→ The exercise
Identify the line that contains "the black iron" in the material. Output it and every line after it, unchanged, through the end.

→ Data to process
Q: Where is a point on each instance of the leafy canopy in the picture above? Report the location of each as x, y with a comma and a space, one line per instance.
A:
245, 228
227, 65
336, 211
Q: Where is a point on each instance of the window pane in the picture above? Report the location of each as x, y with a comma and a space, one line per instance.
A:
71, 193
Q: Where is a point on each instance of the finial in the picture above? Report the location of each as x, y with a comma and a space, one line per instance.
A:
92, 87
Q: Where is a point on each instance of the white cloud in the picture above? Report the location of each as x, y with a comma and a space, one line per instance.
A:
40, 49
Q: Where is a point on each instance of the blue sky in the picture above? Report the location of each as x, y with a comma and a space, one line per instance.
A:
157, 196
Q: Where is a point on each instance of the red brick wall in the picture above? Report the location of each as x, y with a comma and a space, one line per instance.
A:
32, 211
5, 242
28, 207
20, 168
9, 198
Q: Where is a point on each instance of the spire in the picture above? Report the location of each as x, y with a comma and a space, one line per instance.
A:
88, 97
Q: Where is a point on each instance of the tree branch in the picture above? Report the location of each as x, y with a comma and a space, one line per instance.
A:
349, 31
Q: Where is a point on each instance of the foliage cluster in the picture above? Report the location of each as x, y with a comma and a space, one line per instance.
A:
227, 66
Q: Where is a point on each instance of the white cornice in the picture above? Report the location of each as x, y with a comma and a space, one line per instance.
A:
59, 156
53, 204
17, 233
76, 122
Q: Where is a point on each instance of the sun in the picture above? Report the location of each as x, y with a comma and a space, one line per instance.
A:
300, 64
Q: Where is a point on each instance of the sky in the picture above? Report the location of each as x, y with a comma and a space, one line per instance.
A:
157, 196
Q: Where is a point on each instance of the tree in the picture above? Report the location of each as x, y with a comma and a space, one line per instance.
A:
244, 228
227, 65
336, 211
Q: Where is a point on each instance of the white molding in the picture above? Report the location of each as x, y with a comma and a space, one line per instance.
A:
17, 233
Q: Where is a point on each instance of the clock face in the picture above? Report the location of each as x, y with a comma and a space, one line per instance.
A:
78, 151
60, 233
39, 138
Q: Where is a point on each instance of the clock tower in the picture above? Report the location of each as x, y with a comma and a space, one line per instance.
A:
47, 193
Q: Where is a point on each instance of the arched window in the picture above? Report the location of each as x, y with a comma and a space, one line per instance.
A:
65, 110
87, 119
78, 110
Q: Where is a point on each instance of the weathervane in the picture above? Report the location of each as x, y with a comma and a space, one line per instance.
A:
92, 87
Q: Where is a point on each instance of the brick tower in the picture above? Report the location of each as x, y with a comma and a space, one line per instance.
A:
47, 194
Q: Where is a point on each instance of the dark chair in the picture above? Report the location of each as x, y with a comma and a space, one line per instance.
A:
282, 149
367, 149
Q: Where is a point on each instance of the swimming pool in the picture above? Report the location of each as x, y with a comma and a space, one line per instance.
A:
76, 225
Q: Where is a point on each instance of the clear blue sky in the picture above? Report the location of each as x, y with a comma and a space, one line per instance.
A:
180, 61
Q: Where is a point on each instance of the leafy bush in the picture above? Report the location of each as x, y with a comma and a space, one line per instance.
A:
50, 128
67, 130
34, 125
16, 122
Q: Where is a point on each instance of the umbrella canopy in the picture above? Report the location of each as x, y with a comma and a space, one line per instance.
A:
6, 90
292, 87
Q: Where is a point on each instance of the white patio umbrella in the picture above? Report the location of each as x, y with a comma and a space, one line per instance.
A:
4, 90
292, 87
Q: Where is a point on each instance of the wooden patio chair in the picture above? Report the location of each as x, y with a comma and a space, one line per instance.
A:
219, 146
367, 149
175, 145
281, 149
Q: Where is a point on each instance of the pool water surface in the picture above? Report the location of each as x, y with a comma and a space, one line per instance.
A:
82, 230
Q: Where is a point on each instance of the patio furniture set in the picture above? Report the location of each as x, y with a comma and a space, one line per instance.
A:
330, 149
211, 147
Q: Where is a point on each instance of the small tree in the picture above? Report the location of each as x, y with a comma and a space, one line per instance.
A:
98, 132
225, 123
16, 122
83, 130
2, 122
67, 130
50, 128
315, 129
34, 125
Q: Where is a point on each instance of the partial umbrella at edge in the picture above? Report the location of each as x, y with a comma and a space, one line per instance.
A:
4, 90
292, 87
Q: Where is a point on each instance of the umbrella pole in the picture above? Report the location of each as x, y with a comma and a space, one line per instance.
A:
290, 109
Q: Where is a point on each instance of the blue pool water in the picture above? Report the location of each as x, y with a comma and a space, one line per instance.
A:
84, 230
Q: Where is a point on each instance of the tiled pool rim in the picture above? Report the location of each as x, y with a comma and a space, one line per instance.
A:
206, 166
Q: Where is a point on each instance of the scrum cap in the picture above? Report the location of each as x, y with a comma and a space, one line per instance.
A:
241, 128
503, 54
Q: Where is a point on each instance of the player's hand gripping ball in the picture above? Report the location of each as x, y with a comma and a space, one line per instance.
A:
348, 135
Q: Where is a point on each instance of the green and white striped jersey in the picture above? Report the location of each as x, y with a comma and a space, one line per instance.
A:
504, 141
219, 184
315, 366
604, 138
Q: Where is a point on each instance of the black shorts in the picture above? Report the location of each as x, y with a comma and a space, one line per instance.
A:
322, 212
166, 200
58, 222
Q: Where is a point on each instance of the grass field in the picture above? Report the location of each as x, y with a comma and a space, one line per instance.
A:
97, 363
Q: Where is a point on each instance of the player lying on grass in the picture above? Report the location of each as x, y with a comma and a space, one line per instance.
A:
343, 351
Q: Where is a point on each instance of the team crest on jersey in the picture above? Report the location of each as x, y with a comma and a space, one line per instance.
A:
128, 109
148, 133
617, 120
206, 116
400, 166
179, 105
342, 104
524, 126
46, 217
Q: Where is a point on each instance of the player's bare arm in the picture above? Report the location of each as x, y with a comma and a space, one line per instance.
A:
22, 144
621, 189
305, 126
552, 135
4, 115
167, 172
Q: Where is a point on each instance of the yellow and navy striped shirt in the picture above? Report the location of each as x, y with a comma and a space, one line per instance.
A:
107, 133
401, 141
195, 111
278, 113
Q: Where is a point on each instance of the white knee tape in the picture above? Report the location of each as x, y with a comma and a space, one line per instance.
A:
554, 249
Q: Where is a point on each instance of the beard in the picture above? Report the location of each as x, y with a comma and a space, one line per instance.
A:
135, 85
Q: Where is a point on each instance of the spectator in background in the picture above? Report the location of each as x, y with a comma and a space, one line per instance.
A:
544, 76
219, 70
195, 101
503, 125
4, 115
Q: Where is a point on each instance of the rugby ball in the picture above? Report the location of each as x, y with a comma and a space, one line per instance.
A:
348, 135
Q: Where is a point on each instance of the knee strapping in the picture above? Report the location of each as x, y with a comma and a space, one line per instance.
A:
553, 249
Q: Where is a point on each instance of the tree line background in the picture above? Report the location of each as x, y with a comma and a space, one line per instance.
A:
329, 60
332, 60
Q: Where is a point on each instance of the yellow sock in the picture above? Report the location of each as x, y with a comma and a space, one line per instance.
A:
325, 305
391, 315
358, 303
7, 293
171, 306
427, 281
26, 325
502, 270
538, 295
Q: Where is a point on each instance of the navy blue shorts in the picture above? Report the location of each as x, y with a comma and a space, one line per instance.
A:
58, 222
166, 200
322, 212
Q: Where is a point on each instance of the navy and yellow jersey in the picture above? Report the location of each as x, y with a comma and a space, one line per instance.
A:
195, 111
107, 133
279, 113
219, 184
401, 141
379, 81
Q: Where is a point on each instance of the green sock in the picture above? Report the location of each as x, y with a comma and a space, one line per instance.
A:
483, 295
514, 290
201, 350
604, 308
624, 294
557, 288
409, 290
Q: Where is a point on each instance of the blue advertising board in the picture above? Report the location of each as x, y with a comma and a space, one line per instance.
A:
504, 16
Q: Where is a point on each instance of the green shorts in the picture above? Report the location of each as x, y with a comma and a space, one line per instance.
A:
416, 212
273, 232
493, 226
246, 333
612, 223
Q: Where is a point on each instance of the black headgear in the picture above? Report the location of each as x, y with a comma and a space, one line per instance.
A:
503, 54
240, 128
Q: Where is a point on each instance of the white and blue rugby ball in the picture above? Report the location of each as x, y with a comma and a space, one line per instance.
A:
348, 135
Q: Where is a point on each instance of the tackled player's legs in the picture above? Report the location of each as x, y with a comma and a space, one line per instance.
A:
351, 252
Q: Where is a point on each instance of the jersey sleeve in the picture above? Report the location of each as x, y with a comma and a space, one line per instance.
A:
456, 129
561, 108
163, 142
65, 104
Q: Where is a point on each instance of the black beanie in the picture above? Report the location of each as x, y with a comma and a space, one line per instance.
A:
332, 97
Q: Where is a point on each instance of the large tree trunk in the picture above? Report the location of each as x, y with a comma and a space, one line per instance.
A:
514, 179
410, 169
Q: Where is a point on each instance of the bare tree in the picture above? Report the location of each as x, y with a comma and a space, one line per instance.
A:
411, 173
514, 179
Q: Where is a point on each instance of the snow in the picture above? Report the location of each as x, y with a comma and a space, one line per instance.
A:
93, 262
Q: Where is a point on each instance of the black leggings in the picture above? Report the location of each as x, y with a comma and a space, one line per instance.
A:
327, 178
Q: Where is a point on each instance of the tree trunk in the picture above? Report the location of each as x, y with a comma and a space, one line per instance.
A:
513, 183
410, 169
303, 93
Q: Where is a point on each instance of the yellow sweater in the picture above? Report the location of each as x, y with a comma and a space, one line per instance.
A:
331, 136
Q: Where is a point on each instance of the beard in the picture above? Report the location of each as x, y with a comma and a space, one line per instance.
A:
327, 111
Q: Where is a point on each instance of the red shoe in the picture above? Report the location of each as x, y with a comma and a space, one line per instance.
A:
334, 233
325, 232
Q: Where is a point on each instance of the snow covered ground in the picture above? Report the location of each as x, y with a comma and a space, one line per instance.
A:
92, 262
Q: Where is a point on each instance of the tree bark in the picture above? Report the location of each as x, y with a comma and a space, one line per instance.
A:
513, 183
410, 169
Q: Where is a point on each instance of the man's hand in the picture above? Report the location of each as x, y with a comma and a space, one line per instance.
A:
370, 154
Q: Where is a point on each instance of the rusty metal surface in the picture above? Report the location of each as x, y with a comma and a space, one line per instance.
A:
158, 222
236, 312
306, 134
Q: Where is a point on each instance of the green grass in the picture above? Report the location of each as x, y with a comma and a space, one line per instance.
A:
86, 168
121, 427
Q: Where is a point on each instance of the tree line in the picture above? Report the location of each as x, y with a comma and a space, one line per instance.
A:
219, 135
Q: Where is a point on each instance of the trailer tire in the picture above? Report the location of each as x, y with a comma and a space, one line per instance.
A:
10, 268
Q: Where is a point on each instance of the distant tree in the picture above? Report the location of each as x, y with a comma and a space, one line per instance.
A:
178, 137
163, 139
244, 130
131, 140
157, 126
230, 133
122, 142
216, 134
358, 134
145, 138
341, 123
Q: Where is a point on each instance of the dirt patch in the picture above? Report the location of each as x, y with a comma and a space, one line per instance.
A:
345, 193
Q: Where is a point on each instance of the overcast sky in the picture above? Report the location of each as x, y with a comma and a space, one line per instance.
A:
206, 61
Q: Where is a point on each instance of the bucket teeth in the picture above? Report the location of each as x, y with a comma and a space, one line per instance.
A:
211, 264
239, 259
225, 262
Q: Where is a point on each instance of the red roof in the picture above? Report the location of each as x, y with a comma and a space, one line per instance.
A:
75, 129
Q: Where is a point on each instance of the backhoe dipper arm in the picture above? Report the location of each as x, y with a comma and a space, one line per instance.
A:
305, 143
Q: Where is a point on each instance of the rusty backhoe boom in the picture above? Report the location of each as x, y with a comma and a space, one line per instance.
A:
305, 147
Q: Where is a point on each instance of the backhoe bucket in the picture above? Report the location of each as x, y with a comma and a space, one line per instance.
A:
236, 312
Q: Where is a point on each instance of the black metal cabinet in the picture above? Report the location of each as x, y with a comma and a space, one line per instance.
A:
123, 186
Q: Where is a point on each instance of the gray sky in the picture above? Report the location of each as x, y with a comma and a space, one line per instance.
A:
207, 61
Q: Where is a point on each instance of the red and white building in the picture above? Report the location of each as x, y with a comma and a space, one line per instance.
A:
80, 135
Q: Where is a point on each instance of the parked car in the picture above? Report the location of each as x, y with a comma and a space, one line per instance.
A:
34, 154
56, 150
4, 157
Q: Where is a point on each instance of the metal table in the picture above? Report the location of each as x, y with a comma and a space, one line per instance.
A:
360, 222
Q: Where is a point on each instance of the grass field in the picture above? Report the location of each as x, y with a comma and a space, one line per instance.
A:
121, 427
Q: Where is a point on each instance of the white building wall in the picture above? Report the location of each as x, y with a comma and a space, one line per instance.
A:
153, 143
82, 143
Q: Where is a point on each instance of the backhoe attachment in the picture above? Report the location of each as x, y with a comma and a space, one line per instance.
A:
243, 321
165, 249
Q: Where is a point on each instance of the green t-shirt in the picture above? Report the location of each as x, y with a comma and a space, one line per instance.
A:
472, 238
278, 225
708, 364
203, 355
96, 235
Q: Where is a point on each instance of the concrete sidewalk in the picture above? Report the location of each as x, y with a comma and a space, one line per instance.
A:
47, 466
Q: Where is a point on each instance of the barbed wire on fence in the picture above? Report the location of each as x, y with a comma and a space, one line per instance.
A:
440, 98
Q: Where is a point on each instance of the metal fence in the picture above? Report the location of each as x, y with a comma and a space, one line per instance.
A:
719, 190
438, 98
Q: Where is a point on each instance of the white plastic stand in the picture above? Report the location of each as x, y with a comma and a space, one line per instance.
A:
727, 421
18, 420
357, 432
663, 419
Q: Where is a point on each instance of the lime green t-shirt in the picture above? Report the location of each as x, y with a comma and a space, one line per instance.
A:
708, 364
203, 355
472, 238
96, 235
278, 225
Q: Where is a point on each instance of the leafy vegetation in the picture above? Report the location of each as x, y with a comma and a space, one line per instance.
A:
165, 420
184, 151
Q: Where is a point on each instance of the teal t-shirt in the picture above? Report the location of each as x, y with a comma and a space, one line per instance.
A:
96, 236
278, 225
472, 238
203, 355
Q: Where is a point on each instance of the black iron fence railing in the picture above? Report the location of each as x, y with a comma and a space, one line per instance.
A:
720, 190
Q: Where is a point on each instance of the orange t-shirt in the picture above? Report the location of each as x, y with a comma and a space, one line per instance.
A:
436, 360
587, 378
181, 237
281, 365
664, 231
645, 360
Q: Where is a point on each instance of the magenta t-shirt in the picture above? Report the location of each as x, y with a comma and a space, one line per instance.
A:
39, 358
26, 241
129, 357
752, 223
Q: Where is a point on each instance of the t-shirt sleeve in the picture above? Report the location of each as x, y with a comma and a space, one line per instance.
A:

→ Answer for the task
Q: Where is a point on each instance of the black iron fence railing in the picture above? Report the location of each as x, y with a comma and a space, one line per instance.
A:
720, 190
Q: Where is a point on each instance of the orange t-shirt in the picture above? Report the location of each as x, y with a comma and a space, one line per instance.
A:
436, 360
587, 378
181, 237
281, 365
664, 231
645, 360
Q: Where is a point on each instance of the magenta t-shirt in the picture above? Report the location of each as x, y with a comma and a space, one line per instance.
A:
39, 358
26, 241
129, 357
752, 223
Q: Where is a point on each instance of the t-shirt sleeve in the picture above? Report the location of each as x, y with a comma and a space, one line per instance.
A:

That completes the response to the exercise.